▶ **Directives**:
a: Retype the passage of the Miguel Cabrera column that opens with the words containing "But after initially" and closes with "that decision overnight.".
b: In one to three sentences, explain why manager AJ Hinch decided not to start Cabrera in Thursday's game after first saying he would, as the Miguel Cabrera column describes it.
c: According to the Miguel Cabrera column, how many times had the Tigers announced crowds of more than 25,000 this season?

▶ **Excerpted text**:
<<<<
Niyo: AJ Hinch makes right call; now, Tigers’ Miguel Cabrera can make history at home

Detroit News

They’ll go ahead and tempt fate, after all.

And that’s not just good business sense prevailing. It’s also an important gesture of goodwill to the Tigers’ fans, increasing the odds they’ll get a chance to see — and celebrate — a milestone moment in person.

Miguel Cabrera’s chase for his 500th career home run took another triumphant step Wednesday night in Baltimore, as the Tigers’ marquee name slugged No. 499 at Camden Yards.

But after initially insisting he wouldn’t artificially enhance the drama by sitting Cabrera for Thursday’s getaway game, with the Tigers set to open a six-game homestand Friday against Cleveland, manager AJ Hinch thought better of that decision overnight.

Then he made the right call, one that no doubt will be well-received — by all the stakeholders here — when the team returns home to Detroit. Because this isn’t just Miggy’s moment everybody’s waiting to cheer, especially after what the fans here have endured the last several years.

That doesn’t mean it was an easy call, however. As Hinch admitted Thursday, “You know, I can get caught up in wanting it to happen as soon as possible, too.”

And in the immediate aftermath of Wednesday night’s win over the Orioles, the Tigers’ manager was rather emphatic that Cabrera would be in the lineup again Thursday afternoon. Even though that hasn’t been the normal practice for the 38-year-old veteran, especially coming off a night game where he’d played in the field at first base.

As Hinch explained it in his postgame video conference, “I’ve talked to him, and we’re not going to test baseball fate. We really want him to hit it whenever he’s supposed to hit it. Maybe it’s tomorrow, maybe it’s not.”

But then the manager left the Zoom room, headed back into the visitors’ clubhouse and realized maybe that wasn’t the right way to go about this. Especially after he saw Cabrera in the cold tub getting his postgame treatment at nearly midnight after a second straight rain-delayed game played in hot, humid conditions. And with the forecast calling for a heat index pushing 110 degrees for Thursday’s 4 p.m. first pitch.

“So I went and took a shower and got back to the hotel and still didn’t feel good about it,” Hinch said Thursday afternoon, a few hours before the series finale against the Orioles. “I told myself I was gonna sleep on it.”

When he woke up, he knew what he needed to do. He texted Cabrera and told him he’d changed his mind and wasn’t going to put him in the starting lineup at designated hitter. Then he texted general manager Al Avila, who was on the trip with the team in Baltimore, as well as Tigers owner Chris Ilitch, with whom Hinch said he had a “nice exchange.”

I’d imagine so, since the prospect of Cabrera returning home with 499 career home runs — poised to make history at Comerica Park this weekend — surely will boost ticket sales for the club. The Tigers have announced crowds in excess of 25,000 only twice this season, and the last time was a Saturday night a couple of weeks ago, two days after Cabrera’s two-homer night moved him within striking distance of No. 500. So yes, there’s some value in waiting here, obviously.

“Remarkably, and I really do appreciate Chris and Al and the business people … nobody said a word to me about it,” Hinch said. “And to their credit, they were very open to whatever was best for Miggy and best for our team. In a time where it would’ve been easy to step in and try and lean on me and the decision-making process, I love the fact that they stayed out of it and allowed it to kind of naturally evolve.”
>>>>
▶ **Record list**:
<<<<
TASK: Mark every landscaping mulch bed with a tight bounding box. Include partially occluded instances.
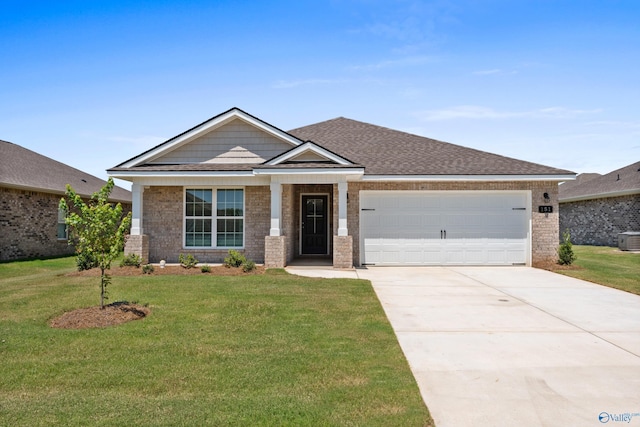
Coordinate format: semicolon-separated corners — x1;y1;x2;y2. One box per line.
69;264;265;277
49;302;151;329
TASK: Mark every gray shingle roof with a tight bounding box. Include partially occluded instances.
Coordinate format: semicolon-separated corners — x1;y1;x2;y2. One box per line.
289;117;573;175
0;140;131;203
559;161;640;202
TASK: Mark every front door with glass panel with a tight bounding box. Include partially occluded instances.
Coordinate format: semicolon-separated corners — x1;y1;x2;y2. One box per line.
301;196;329;255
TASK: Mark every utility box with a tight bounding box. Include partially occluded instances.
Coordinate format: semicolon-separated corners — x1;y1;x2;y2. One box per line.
618;231;640;251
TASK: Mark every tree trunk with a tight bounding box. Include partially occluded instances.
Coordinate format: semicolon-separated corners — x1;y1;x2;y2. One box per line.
100;268;105;310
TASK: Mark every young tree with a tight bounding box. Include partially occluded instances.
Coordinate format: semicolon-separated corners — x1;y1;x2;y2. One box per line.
60;178;131;309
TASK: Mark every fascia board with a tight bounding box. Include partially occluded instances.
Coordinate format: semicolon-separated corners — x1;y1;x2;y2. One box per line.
253;168;364;175
119;109;302;168
558;188;640;203
265;141;352;166
362;175;575;182
107;171;253;180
>>>>
▶ **Final answers**:
a:
But after initially insisting he wouldn’t artificially enhance the drama by sitting Cabrera for Thursday’s getaway game, with the Tigers set to open a six-game homestand Friday against Cleveland, manager AJ Hinch thought better of that decision overnight.

b: After the postgame video conference, Hinch saw Cabrera in the cold tub getting treatment at nearly midnight, after a second straight rain-delayed game in hot, humid conditions. The forecast for Thursday's 4 p.m. first pitch also called for a heat index near 110 degrees, so after sleeping on it he decided to rest Cabrera.

c: Only twice.